## Passage provided
§

As the legal field embraces rapid technology innovation, a vigorous debate has emerged around what boundaries those technologies should abide by, especially as they relate to how humans and machines should interact in the ‘fact discovery’ process.

This debate’sprevailing themes, include focusing on affirming the efficacy of machine training methodologies, employing defensible technology validation processes, and understanding where human intervention in an AI-enabled workflow should end, and where AI-rendered results can be trusted.  These tenets generally frame the ‘machines versus humans’ debate that is now alive and well – and, some would suggest, far from being resolved – with interested and well-vested parties on both sides.  This debate is driving a vigorous academic search for two principles which we seek to address in our research: (i) understanding the ‘right’ balance between machines and humans; and (ii) understanding how to evaluate the roles of human inputs in impacting the quality of AI-rendered results. 

The first phase of our research explored what a fair and ‘right’ balance between machines and humans could be, in machine-learning scenarios, and we highlight that research first within this article.  Next, we describe our new study, which seeks to expand upon this debate to understand further the nuanced role of humans in guiding, testing, and applying results generated by machines, to outcomes, with particular focus on how those results impact legal case strategies.

I.              Technology Assisted Review in the Legal Services Domain

The wide embrace of a suite of machine learning tools, collectively called Technology Assisted Review or ‘TAR’, has been met with acclaim – but also enduring challenges – from judges, enforcement agency officials, as well as corporations and their legal counsel.

On one hand, it is essentially undisputed by now that TAR has proven to help produce substantial value for its users.  This is especially true in the ‘fact discovery’ phases of legal matters, primarily because at minimum, TAR has proven to be very good at searching massive troves of data and identifying those documents that are most important and relevant to the legal matters at hand.  TAR has also proven to be quantifiably cheaper than the brute-force workflows of yesterday, especially when compared to the costs and timelines associated with the conventional, linear approaches that lawyers have historically used to find relevant documents in discovery.

Corporate clients and their counsel worked to shift the inertia beyond traditional approaches to data review, towards solutions that deployed technology.  The result of these efforts was a successful, disruptive challenge: to introduce the increasing use of technology assisted discovery that delivered legally-reliable outcomes.  Because TAR has worked so well at this point, TAR has essentially become the new ‘default setting’ in large-scale legal matters (as considered by adverse parties, enforcement agencies, and judges) and many believe that TAR is as good or better than a human attorney-based review efforts.  The widespread and growing adoption of TAR has fueled speculation that TAR will ultimately result in attorneys being largely supplanted and replaced by machines, to make judgment calls on what facts are ‘in’ or ‘out’ of discovery, in how those facts are treated as dispositive to the legal matter at hand.  

The controversy here, in simple terms, is that technology-rendered decisions will eventually overtake human decisions as having finality.  There is passionate worry among some that in AI-legal technology scenarios, humans will have initial input in shaping how documents are classified but at its logical extreme, the concern is that human judgment as to fact relevancy will be supplanted by the lone decisions that AI processes make in identifying relevant documents.  This worry is justified, as some US regulators are requiring that machine-rendered decisions dictate final decisions as to what any particular case’s relevant documents are, in preference to what lawyers would ultimately decide.

§

## Listed entries

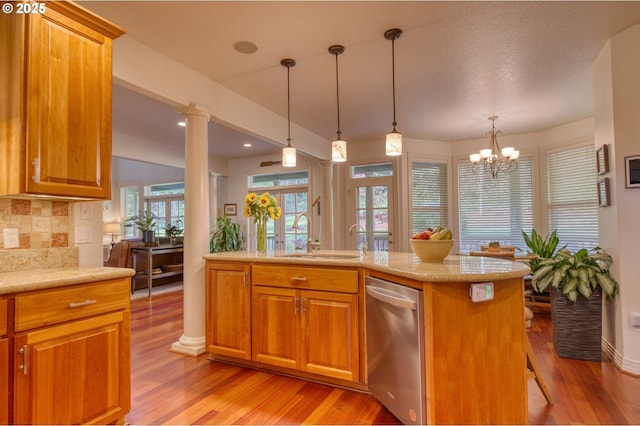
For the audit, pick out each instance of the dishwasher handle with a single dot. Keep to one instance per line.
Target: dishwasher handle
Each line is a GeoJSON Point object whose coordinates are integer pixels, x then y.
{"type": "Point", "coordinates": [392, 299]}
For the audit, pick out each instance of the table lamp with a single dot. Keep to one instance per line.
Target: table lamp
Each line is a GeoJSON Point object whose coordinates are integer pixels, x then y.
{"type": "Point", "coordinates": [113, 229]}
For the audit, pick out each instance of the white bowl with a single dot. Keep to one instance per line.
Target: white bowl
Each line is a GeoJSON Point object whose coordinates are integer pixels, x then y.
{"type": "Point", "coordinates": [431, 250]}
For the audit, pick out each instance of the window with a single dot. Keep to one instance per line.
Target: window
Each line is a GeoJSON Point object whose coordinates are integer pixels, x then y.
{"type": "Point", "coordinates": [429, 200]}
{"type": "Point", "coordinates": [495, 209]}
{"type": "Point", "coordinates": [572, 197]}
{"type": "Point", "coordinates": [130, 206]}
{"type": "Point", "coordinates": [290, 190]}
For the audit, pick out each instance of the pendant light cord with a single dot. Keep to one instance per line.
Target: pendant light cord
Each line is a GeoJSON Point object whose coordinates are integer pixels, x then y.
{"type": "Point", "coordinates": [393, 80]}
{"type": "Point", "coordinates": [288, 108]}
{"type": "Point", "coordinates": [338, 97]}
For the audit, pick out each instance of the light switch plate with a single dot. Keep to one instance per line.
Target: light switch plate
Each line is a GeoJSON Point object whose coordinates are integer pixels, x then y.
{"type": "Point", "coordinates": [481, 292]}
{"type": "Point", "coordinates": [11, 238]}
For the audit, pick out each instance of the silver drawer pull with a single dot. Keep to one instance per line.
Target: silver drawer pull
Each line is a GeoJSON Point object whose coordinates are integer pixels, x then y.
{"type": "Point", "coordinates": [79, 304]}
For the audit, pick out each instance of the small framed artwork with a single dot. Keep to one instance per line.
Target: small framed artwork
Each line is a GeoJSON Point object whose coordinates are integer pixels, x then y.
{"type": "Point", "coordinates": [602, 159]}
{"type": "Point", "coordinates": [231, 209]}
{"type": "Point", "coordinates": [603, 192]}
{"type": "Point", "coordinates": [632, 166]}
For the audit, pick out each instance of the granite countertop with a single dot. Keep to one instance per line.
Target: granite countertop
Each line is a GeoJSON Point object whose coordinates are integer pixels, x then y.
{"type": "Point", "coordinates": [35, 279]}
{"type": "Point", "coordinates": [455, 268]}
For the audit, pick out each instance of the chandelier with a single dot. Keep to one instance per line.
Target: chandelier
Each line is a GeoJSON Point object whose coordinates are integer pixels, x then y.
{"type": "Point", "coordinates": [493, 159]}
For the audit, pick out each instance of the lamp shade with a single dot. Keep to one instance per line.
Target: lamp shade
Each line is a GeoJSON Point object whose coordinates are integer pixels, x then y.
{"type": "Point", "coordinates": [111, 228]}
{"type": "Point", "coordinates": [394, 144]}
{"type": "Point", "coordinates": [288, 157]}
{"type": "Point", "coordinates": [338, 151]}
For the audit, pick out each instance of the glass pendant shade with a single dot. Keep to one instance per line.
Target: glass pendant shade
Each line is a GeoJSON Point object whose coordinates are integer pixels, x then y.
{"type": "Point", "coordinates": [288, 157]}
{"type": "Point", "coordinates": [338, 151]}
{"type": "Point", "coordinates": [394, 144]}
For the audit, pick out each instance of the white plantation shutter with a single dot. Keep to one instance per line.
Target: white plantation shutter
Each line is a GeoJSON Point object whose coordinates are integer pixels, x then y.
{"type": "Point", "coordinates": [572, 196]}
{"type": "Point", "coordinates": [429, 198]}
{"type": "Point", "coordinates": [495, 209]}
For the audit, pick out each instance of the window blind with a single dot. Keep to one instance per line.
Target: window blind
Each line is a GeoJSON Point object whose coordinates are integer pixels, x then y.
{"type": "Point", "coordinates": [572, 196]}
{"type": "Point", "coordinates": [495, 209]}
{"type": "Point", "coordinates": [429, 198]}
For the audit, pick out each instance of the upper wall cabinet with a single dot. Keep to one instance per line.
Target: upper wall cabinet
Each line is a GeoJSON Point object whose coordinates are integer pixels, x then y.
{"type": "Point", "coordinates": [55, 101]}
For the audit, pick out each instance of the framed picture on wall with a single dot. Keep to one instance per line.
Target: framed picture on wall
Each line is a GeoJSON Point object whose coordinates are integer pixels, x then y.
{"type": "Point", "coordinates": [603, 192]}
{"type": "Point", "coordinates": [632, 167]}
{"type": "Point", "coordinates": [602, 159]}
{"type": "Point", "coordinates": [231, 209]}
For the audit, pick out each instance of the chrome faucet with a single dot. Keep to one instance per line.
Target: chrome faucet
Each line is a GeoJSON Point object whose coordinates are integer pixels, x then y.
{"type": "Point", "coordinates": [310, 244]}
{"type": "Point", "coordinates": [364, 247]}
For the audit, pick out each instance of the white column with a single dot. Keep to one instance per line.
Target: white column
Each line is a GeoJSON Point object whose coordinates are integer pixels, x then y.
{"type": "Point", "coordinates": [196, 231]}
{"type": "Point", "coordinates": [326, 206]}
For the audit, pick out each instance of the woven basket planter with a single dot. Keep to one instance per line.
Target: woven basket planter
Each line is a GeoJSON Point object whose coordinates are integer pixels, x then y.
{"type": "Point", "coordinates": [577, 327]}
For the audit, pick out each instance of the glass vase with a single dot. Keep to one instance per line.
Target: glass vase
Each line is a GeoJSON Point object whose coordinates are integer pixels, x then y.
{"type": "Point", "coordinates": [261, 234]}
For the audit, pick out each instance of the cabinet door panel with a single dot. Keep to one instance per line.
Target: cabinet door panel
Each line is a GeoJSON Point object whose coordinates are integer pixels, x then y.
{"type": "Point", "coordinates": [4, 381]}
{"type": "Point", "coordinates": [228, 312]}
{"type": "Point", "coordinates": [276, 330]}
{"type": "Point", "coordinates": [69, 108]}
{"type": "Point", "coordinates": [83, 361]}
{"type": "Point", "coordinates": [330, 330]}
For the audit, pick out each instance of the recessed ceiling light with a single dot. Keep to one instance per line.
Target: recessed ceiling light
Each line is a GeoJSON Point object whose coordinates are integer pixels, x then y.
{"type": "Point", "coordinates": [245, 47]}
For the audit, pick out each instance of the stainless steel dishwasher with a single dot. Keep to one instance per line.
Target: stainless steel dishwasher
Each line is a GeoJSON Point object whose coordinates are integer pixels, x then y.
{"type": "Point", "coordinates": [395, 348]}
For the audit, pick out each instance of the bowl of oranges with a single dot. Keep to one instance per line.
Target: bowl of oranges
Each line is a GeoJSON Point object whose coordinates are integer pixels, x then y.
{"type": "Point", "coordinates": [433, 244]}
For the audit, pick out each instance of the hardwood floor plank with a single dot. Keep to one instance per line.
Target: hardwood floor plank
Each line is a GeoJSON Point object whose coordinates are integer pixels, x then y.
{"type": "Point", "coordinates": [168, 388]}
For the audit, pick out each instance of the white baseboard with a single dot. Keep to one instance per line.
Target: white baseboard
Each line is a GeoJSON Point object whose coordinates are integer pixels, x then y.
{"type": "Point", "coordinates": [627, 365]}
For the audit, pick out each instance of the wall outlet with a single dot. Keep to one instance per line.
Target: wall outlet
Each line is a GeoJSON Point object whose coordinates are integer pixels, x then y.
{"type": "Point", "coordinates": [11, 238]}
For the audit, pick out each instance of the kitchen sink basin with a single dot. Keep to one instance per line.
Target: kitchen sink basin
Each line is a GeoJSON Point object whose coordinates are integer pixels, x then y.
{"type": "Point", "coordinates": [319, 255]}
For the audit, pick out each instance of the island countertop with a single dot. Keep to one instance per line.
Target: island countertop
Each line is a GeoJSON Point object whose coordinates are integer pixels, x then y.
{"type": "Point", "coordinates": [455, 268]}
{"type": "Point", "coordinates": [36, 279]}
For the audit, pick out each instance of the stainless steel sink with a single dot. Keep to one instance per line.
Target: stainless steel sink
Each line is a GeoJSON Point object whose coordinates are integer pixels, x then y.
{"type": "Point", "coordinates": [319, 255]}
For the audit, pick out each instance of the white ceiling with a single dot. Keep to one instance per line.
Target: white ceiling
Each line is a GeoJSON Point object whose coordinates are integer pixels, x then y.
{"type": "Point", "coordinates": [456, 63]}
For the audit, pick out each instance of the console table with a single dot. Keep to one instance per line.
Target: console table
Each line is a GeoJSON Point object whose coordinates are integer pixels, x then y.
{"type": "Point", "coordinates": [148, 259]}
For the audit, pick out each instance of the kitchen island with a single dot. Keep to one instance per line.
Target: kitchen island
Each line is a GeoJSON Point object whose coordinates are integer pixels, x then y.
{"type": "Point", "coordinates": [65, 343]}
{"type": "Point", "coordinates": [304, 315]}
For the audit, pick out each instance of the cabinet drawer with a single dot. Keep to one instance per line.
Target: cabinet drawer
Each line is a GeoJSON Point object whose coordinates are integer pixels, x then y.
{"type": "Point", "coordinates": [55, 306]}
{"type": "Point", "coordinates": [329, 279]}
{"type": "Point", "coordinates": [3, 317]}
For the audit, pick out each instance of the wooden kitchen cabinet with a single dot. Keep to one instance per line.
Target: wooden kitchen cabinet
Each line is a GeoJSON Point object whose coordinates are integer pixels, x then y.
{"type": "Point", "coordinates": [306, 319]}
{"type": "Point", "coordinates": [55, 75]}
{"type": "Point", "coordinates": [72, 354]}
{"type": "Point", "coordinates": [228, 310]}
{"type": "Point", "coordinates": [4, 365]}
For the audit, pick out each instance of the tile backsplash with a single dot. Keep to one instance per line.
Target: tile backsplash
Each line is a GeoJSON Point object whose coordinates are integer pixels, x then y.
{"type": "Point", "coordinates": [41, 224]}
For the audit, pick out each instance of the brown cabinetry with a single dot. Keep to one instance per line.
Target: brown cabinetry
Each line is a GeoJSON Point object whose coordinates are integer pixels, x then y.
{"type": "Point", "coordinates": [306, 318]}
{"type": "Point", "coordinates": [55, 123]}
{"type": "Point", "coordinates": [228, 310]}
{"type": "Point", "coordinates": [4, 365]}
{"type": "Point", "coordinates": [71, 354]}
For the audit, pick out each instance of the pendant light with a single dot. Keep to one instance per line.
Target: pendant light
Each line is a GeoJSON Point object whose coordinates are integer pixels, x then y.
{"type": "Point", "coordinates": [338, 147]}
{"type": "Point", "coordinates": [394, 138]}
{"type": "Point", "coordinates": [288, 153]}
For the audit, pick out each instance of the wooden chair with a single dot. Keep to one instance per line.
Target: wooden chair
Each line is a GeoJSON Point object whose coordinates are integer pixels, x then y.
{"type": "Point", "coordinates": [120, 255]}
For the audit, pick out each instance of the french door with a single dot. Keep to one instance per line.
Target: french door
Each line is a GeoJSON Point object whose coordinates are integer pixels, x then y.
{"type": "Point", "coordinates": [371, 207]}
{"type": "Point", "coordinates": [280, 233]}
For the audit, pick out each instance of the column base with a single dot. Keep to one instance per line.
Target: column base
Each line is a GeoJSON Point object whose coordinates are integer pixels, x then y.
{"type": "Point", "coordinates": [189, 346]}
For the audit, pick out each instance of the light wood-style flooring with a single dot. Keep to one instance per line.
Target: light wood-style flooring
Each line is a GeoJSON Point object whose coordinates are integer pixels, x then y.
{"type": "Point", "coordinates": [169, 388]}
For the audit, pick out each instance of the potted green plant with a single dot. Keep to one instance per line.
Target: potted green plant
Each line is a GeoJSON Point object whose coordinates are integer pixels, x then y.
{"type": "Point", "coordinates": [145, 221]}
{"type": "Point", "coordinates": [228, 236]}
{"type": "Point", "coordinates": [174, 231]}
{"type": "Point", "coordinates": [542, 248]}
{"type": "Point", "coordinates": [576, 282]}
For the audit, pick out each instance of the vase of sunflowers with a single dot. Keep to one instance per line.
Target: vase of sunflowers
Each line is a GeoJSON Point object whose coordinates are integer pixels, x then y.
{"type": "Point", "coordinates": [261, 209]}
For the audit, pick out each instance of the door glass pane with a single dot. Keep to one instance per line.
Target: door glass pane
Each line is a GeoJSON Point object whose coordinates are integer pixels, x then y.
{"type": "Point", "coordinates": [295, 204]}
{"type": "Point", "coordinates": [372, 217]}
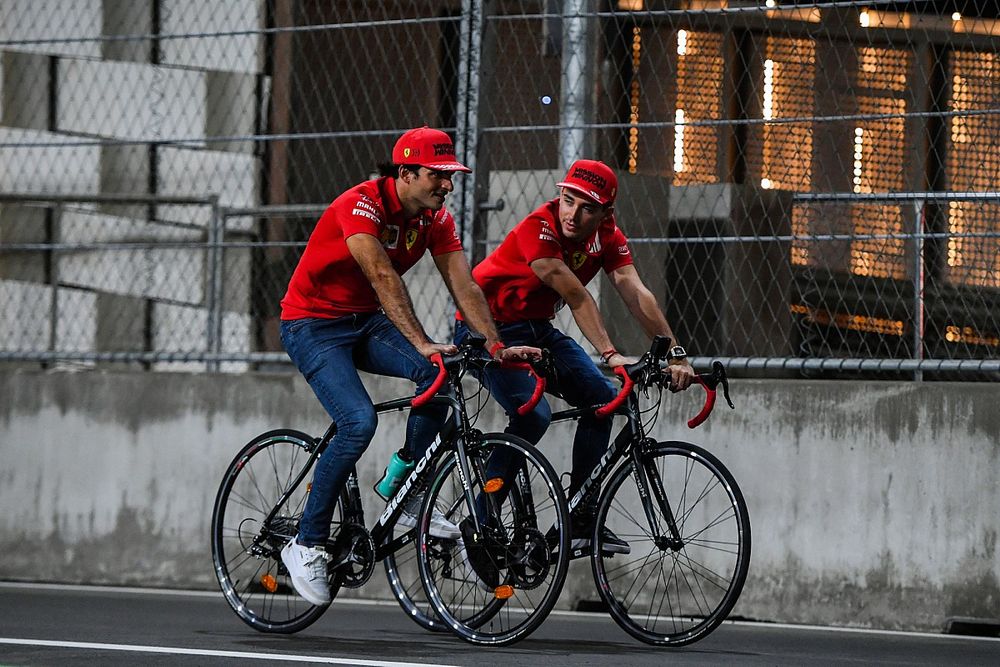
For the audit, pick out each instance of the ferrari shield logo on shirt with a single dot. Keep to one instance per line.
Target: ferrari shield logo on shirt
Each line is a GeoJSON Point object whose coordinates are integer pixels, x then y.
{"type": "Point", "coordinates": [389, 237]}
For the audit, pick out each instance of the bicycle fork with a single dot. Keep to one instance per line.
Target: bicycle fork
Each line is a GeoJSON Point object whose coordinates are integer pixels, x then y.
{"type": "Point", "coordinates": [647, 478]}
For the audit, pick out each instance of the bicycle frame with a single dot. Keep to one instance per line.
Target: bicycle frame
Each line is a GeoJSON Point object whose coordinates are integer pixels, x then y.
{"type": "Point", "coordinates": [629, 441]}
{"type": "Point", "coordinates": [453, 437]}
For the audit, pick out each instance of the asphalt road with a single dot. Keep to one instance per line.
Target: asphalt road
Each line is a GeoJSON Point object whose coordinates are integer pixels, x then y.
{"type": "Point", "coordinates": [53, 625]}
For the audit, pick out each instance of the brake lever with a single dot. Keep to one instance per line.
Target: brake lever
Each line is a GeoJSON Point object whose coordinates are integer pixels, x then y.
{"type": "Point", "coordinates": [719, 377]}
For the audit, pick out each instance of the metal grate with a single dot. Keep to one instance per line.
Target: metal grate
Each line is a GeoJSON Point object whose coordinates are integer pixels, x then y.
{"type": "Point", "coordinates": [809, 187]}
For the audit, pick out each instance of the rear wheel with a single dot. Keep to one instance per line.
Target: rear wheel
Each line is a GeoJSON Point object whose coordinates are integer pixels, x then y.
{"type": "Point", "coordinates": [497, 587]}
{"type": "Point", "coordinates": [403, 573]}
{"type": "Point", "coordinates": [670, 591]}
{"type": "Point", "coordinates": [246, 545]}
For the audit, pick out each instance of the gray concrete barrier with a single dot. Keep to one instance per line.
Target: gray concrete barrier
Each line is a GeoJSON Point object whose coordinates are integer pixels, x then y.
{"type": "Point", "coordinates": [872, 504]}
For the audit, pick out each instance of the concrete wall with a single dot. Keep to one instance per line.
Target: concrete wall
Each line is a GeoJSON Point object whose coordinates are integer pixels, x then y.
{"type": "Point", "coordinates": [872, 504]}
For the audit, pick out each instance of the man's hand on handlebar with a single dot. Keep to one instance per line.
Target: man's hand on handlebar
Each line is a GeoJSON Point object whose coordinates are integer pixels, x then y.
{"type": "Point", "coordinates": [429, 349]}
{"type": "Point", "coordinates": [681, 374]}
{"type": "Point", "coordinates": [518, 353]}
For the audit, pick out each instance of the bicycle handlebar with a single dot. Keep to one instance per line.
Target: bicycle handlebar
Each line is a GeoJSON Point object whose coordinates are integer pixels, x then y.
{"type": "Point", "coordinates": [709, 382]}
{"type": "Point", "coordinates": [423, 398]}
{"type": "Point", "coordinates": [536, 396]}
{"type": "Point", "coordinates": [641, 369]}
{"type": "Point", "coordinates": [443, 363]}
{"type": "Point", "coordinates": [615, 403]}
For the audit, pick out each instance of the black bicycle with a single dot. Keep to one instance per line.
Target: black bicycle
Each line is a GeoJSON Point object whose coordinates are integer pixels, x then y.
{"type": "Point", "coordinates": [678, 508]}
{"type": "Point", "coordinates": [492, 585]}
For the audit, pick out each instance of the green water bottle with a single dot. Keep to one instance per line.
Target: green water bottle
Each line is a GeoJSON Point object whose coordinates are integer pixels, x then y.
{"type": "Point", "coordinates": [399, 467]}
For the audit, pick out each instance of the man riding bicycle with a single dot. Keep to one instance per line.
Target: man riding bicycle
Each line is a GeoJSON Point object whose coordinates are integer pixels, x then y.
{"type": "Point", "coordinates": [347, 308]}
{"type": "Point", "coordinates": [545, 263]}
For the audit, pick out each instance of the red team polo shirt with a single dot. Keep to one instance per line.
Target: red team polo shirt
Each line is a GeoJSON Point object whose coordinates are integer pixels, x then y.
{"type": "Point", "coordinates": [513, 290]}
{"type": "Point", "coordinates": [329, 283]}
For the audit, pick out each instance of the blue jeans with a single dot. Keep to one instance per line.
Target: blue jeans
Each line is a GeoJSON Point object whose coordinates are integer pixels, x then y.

§

## Given problem A
From the article on technology assisted review, write out the passage starting with "This debate’sprevailing themes, include" and going on through "of AI-rendered results.".
## Given problem B
Name each group the article on technology assisted review says has met TAR with both acclaim and enduring challenges.
## Given problem C
Write the next part of the article on technology assisted review, picking up after its final sentence.
The listing has nothing to do with the article on technology assisted review.

## Expected answer A
This debate’sprevailing themes, include focusing on affirming the efficacy of machine training methodologies, employing defensible technology validation processes, and understanding where human intervention in an AI-enabled workflow should end, and where AI-rendered results can be trusted.  These tenets generally frame the ‘machines versus humans’ debate that is now alive and well – and, some would suggest, far from being resolved – with interested and well-vested parties on both sides.  This debate is driving a vigorous academic search for two principles which we seek to address in our research: (i) understanding the ‘right’ balance between machines and humans; and (ii) understanding how to evaluate the roles of human inputs in impacting the quality of AI-rendered results.

## Expected answer B
- Judges
- Enforcement agency officials
- Corporations
- Their legal counsel

## Expected answer C
This exciting but disruptive technology creates a compelling challenge, whichforces us to discuss the boundaries of how far TAR should go.  Further within this debate, some industry observers have hypothesized that an ‘artificial intelligence invasion’ could ultimately erode and maybe even bring about the ‘extinction of the legal profession’ in the expansive, multi-billion-dollar electronic discovery realm.  

As far-fetched as that may sound, some voices in this space have suggested that in the data discovery process, AI, machine learning and predictive coding (essential components of TAR), would find purchase as making final relevancy decisions in legal matters.  But here is the issue:  if machine-rendered decisions are given final sway in making relevancy calls, attorneys and their clients are concerned that that could, in many scenarios, obviate the need for attorney review and judgment as it relates to finding the documents most relevant in large-scale legal matters.

As published scholars and case-experienced practitioners, we set out to advance the dialogue that seeks the right balance between TAR assisting attorneys, on one hand, and attorneys retaining their role in influencing the way AI is deployed as well as their ability to test and overturn AI-rendered results, on the other.  To reconcile this challenge, the authors of this article conducted an academic study, based on real-time client matter data, to identify and understand the boundaries of the proper ‘swing back’ of the presumption of nearly-sole reliance on TAR, to an accepted balanced regimen that factors the judgment and decision making of attorneys, working with TAR results, to render their final judgment as to what facts should and should not be relevant to legal matters, in any fact-finding exercise.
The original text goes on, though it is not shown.